--- begin EXERCISE INPUT ---

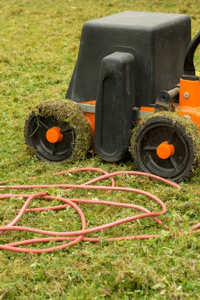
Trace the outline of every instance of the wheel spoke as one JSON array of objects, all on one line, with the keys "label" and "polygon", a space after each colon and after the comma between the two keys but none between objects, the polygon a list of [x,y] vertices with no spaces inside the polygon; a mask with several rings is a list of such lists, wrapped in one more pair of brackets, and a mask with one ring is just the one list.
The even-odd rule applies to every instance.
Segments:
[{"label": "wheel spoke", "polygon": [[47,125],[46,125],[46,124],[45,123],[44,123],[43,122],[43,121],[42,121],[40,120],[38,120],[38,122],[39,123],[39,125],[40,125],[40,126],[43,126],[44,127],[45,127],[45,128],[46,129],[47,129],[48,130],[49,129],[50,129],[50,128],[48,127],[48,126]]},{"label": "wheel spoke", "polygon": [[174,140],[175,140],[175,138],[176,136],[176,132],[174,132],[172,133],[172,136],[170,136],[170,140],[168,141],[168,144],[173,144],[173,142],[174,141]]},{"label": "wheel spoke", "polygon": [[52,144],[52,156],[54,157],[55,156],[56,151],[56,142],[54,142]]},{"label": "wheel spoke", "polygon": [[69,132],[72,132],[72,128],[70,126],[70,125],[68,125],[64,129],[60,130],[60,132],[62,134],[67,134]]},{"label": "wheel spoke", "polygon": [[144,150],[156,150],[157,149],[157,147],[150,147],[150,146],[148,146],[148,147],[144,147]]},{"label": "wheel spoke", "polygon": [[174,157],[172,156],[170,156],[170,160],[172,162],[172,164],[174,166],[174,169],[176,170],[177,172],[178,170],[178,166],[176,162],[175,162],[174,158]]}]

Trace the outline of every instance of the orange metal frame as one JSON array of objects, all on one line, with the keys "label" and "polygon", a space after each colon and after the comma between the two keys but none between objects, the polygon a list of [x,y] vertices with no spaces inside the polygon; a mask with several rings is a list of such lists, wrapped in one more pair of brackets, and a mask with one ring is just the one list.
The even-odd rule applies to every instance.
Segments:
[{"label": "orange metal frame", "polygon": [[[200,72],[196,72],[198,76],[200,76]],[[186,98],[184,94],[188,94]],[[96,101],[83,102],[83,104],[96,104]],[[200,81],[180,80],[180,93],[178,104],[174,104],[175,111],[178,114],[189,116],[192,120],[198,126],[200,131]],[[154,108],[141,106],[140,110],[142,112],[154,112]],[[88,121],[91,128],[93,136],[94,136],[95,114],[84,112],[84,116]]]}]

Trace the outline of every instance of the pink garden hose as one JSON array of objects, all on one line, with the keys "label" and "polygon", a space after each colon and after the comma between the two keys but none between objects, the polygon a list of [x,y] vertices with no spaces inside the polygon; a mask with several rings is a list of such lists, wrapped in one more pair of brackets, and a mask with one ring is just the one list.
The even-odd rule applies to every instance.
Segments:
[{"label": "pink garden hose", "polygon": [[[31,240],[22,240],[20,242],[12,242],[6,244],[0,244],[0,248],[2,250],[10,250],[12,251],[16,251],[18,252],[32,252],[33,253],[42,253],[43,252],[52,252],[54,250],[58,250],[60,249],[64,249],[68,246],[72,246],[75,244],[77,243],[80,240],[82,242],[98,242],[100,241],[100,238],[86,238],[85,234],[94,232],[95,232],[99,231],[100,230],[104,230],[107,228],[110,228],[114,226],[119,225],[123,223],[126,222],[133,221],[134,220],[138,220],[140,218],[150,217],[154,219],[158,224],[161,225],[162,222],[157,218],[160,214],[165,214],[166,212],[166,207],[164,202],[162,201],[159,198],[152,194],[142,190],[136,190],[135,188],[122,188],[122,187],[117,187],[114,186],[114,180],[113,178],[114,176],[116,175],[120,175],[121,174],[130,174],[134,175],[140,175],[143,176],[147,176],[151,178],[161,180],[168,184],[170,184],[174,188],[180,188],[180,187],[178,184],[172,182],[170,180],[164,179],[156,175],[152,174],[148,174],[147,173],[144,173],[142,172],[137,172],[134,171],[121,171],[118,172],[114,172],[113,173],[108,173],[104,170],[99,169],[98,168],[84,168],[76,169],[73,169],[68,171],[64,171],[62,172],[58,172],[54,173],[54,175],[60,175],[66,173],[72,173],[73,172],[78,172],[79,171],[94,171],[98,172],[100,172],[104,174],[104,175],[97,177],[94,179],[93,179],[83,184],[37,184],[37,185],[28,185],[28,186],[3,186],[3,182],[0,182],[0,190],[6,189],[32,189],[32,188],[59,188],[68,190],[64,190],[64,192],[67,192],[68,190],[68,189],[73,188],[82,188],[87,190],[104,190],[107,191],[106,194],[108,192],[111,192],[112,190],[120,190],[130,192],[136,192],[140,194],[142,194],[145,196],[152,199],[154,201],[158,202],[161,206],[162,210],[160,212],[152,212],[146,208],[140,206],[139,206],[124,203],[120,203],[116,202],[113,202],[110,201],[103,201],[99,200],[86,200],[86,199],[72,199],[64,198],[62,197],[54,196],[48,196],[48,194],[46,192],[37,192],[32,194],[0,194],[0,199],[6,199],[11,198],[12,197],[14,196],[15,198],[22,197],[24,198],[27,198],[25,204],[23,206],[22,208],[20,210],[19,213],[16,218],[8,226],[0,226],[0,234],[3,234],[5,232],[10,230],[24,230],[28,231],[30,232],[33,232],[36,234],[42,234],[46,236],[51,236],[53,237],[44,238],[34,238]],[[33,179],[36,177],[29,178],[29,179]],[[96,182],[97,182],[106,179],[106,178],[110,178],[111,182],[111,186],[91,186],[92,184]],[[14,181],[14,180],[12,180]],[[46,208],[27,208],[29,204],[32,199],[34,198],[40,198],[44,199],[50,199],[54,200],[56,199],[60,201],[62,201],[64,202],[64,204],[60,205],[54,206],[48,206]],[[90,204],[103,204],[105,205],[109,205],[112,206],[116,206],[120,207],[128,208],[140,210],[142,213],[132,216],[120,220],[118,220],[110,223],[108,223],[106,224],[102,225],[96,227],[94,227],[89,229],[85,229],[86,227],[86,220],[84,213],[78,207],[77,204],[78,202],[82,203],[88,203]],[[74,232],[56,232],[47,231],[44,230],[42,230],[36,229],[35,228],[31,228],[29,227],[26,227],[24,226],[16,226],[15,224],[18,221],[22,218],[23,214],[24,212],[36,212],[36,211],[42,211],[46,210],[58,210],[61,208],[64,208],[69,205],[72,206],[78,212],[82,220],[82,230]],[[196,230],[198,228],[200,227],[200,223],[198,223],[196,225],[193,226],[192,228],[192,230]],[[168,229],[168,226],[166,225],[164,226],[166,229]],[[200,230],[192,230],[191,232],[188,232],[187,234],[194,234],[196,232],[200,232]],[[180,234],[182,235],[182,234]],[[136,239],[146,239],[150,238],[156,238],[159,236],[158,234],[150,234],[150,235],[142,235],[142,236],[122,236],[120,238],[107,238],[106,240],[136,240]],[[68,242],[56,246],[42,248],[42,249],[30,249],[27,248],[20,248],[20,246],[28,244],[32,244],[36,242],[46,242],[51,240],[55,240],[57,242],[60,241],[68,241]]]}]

--- end EXERCISE INPUT ---
--- begin EXERCISE INPUT ---

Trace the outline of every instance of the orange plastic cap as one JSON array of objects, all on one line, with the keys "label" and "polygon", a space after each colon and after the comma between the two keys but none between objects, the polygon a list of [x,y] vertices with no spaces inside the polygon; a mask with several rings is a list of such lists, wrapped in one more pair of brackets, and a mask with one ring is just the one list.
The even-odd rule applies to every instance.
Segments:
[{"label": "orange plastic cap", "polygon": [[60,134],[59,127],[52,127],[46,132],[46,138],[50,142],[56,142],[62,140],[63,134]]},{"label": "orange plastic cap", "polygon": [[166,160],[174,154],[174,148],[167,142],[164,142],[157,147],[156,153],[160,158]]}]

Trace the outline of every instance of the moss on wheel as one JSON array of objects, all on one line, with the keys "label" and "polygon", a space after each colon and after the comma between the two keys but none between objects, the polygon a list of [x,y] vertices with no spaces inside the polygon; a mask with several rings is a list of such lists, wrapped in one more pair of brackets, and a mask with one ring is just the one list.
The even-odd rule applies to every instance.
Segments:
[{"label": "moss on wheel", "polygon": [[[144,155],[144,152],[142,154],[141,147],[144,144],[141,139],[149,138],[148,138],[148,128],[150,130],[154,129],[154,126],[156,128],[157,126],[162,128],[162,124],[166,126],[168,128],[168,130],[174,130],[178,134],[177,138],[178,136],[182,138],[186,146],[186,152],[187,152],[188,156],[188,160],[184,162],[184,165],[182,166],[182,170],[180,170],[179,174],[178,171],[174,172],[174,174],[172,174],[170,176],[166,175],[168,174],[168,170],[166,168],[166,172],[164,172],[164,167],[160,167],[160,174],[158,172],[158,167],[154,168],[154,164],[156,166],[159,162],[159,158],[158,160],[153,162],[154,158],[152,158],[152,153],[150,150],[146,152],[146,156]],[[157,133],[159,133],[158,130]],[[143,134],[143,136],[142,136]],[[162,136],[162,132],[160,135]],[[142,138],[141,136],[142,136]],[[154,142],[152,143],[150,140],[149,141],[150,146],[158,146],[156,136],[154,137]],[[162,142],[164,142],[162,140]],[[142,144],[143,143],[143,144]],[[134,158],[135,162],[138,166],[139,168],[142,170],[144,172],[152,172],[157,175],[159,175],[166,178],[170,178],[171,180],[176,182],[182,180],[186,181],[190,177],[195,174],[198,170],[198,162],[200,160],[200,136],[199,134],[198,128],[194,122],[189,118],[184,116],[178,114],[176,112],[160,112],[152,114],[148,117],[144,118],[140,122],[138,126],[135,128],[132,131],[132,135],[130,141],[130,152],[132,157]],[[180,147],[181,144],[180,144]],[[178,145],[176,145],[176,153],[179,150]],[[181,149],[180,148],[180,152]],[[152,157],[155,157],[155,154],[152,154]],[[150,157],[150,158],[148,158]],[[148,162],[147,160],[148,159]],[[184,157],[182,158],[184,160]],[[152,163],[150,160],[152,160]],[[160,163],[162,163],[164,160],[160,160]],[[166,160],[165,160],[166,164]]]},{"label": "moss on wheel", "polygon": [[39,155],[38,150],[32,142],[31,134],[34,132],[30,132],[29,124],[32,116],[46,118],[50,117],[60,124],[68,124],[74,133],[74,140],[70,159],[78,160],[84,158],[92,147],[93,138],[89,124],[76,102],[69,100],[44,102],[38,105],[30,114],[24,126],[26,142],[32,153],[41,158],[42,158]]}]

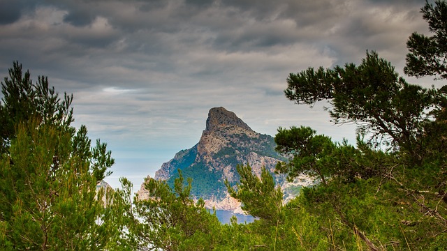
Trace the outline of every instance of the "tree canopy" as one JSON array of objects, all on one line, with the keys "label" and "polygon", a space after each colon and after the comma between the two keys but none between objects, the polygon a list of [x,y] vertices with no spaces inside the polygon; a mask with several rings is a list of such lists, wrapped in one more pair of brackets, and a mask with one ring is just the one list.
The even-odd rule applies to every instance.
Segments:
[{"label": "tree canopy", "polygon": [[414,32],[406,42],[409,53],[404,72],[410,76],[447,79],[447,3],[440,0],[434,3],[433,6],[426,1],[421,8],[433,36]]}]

--- end EXERCISE INPUT ---

STATED GOAL
Report each line in the rows above that contains the word "plastic", and copy every such line in full.

SOLVED PROBLEM
Trace the outline of every instance of the orange plastic cap as one JSON array of objects, all on one line, with the keys "label" and "polygon", a space after each colon and after the comma between the two keys but none between objects, the polygon a list of [x,y] vertices with no spaces inside the polygon; a mask with several rings is a list of such lists, wrapped in one more pair of brackets, and a mask with one ring is just the one list.
[{"label": "orange plastic cap", "polygon": [[60,134],[59,127],[52,127],[46,132],[46,138],[50,142],[56,142],[62,140],[63,134]]},{"label": "orange plastic cap", "polygon": [[166,160],[174,154],[174,148],[167,142],[164,142],[157,147],[156,153],[160,158]]}]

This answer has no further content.